Report each line of the material below that contains the word "metal", copying every such line in full. Matching is case-sensitive.

### [Data listing]
>>
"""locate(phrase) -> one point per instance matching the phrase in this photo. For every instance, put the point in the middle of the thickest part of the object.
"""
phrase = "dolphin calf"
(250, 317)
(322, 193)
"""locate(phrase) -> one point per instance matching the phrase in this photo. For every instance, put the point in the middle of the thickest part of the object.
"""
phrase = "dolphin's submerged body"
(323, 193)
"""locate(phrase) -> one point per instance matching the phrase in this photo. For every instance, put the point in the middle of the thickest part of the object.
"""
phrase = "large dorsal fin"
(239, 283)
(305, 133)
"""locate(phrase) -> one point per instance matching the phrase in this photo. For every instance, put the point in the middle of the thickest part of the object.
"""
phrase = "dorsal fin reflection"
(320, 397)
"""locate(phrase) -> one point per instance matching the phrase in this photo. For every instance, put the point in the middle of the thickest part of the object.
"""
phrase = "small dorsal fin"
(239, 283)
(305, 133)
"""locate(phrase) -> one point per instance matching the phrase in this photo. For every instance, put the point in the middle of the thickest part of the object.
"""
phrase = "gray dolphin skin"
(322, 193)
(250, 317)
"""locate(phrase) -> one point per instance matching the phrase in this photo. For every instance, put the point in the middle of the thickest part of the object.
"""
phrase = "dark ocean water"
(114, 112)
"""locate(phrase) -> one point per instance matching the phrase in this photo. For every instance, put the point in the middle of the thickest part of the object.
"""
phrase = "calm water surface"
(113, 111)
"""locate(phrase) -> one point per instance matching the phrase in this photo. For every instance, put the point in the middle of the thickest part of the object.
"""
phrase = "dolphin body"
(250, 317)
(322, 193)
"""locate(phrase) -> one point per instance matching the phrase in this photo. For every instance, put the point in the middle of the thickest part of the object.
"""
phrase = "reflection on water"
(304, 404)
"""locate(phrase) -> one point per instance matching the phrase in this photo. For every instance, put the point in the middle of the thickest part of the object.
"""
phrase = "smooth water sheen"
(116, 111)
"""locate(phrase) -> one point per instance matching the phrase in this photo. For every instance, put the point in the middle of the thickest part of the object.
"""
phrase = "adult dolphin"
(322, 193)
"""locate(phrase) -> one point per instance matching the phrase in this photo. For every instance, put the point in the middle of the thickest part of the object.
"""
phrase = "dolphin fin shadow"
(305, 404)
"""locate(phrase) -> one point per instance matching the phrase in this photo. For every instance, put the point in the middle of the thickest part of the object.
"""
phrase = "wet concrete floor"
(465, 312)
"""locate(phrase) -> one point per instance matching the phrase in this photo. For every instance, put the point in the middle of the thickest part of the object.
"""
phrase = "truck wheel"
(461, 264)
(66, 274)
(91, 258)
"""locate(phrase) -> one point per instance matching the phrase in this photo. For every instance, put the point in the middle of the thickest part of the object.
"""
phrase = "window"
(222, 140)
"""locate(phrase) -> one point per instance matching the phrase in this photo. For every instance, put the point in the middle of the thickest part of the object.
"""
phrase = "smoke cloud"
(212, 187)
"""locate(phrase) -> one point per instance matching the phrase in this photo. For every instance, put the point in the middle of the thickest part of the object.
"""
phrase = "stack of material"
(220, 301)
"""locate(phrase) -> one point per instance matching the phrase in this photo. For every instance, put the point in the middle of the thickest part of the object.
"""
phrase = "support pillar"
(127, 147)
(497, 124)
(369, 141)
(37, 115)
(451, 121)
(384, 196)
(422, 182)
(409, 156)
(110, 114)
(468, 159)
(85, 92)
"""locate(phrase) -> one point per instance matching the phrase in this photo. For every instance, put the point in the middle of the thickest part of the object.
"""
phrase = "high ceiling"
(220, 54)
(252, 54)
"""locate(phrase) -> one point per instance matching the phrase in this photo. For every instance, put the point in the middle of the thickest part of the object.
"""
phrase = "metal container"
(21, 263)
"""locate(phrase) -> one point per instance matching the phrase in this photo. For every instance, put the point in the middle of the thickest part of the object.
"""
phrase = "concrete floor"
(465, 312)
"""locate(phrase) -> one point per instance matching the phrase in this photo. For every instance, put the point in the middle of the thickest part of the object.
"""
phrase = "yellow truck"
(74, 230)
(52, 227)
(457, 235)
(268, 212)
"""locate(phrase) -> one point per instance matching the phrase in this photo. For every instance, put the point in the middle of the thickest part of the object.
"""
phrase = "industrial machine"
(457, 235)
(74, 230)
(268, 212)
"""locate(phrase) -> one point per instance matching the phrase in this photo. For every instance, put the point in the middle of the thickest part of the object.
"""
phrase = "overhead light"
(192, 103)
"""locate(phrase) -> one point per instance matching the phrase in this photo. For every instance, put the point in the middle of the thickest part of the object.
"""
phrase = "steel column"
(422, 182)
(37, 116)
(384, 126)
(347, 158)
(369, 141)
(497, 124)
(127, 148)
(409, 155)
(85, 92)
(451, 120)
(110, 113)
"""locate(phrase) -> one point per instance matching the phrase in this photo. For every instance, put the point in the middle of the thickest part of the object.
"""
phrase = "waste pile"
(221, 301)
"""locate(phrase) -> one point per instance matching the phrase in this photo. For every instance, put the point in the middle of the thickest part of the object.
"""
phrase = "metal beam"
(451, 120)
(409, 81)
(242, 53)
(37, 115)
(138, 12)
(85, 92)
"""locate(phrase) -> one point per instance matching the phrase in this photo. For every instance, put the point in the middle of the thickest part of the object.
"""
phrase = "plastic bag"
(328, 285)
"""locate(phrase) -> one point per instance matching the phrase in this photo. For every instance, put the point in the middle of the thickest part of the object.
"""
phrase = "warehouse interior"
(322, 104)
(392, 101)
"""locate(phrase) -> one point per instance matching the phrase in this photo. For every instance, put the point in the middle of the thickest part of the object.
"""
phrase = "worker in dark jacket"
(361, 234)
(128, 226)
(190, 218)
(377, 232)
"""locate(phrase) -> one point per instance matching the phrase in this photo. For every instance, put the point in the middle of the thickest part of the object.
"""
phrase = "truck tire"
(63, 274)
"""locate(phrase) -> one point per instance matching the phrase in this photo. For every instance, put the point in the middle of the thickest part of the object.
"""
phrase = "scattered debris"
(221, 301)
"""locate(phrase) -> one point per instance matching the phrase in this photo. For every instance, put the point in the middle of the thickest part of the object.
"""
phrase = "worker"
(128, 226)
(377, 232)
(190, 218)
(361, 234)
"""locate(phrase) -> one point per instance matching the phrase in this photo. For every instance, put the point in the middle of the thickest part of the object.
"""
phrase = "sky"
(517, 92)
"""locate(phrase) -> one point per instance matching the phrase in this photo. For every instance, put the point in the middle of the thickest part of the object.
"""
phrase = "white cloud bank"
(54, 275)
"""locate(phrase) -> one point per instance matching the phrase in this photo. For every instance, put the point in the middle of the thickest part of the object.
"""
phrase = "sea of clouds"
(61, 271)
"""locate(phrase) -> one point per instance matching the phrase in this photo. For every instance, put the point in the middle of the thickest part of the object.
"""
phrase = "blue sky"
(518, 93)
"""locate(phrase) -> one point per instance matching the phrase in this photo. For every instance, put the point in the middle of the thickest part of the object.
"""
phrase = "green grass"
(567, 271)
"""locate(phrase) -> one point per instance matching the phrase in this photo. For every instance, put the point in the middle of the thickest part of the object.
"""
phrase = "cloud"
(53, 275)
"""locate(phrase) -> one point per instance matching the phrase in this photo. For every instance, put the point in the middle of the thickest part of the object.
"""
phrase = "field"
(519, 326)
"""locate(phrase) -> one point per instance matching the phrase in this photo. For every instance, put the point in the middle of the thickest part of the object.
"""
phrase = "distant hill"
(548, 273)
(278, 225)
<<
### [Exercise output]
phrase = "metal container"
phrase = "metal beam"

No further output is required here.